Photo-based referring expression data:
++++
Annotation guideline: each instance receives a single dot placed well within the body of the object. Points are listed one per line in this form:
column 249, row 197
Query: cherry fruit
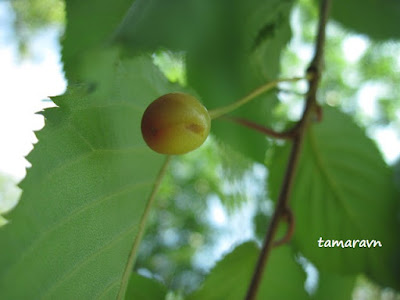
column 175, row 123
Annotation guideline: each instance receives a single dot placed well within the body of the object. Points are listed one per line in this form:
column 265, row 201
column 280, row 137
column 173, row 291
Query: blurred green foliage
column 32, row 16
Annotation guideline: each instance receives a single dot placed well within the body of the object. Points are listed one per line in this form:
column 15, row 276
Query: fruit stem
column 218, row 112
column 141, row 229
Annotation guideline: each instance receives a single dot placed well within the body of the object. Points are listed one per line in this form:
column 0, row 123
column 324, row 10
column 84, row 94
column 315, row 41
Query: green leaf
column 240, row 52
column 378, row 19
column 334, row 286
column 143, row 288
column 70, row 235
column 231, row 276
column 232, row 47
column 343, row 191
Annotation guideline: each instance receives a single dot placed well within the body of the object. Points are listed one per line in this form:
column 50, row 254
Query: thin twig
column 285, row 135
column 218, row 112
column 283, row 199
column 141, row 229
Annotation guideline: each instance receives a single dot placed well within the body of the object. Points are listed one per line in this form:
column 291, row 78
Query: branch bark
column 311, row 107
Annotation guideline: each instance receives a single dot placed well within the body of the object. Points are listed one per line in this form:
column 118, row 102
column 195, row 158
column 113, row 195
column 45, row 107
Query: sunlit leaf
column 71, row 233
column 231, row 276
column 343, row 191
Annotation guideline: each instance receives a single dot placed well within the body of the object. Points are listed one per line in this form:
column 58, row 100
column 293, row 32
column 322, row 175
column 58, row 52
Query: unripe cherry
column 175, row 123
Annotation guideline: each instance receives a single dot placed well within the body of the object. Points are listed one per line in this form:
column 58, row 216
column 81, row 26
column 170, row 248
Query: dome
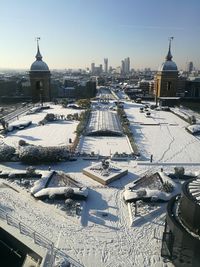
column 39, row 65
column 168, row 65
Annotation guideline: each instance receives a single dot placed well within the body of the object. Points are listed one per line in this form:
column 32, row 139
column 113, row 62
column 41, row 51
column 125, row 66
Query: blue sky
column 75, row 33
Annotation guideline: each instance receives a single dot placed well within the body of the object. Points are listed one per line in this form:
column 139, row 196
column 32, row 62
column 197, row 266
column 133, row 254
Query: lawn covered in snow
column 102, row 236
column 55, row 133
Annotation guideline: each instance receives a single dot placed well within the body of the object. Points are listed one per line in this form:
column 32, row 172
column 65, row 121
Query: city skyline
column 76, row 33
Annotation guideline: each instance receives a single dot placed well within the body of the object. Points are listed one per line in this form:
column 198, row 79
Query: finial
column 38, row 55
column 169, row 55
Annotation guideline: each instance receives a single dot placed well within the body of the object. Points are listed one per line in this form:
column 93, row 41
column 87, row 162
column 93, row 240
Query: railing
column 39, row 240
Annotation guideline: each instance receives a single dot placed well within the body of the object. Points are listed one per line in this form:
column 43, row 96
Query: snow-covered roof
column 194, row 189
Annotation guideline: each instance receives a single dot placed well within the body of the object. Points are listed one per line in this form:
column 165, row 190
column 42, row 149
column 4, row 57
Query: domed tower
column 40, row 79
column 167, row 77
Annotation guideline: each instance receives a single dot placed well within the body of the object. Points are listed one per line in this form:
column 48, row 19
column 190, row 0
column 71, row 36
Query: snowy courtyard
column 103, row 235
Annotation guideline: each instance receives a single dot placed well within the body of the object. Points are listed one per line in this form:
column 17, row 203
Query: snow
column 103, row 236
column 104, row 145
column 60, row 191
column 55, row 133
column 194, row 128
column 41, row 183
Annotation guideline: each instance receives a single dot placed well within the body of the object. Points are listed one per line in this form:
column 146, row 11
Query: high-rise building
column 122, row 67
column 190, row 67
column 40, row 79
column 105, row 65
column 167, row 77
column 100, row 68
column 93, row 68
column 127, row 65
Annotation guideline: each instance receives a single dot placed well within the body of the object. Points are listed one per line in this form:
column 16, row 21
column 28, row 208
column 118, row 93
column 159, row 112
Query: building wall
column 40, row 86
column 166, row 84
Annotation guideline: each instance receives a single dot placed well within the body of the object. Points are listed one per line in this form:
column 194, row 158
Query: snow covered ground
column 103, row 235
column 51, row 134
column 104, row 145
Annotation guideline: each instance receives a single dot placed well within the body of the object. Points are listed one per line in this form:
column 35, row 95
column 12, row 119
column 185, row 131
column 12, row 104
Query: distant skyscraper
column 122, row 67
column 190, row 67
column 93, row 68
column 100, row 68
column 127, row 65
column 105, row 65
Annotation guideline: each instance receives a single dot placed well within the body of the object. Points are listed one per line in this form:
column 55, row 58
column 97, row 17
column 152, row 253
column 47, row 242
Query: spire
column 169, row 55
column 38, row 55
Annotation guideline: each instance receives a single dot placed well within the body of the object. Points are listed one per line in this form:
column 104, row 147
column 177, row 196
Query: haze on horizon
column 75, row 33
++++
Give the lines again exactly, starting where the entries begin and stopping once the line with "column 315, row 41" is included; pictures are not copied.

▸ Task response
Annotation guideline: each instance receives a single dot placed well within the body of the object. Points are listed one per line in this form:
column 249, row 197
Query: cherry fruit
column 175, row 123
Annotation guideline: each instance receives a single dot placed well within the body of the object. Points are listed one per line in this form:
column 265, row 201
column 280, row 137
column 173, row 291
Query: blurred green foliage
column 32, row 16
Annotation guideline: each instance receives a single dot placed well within the body of the object. Points are listed one per line in this form:
column 15, row 276
Query: fruit stem
column 218, row 112
column 141, row 229
Annotation guideline: each instance receives a single dot placed well within the body of the object. Points are listed one per line in this form:
column 0, row 123
column 324, row 10
column 84, row 94
column 315, row 41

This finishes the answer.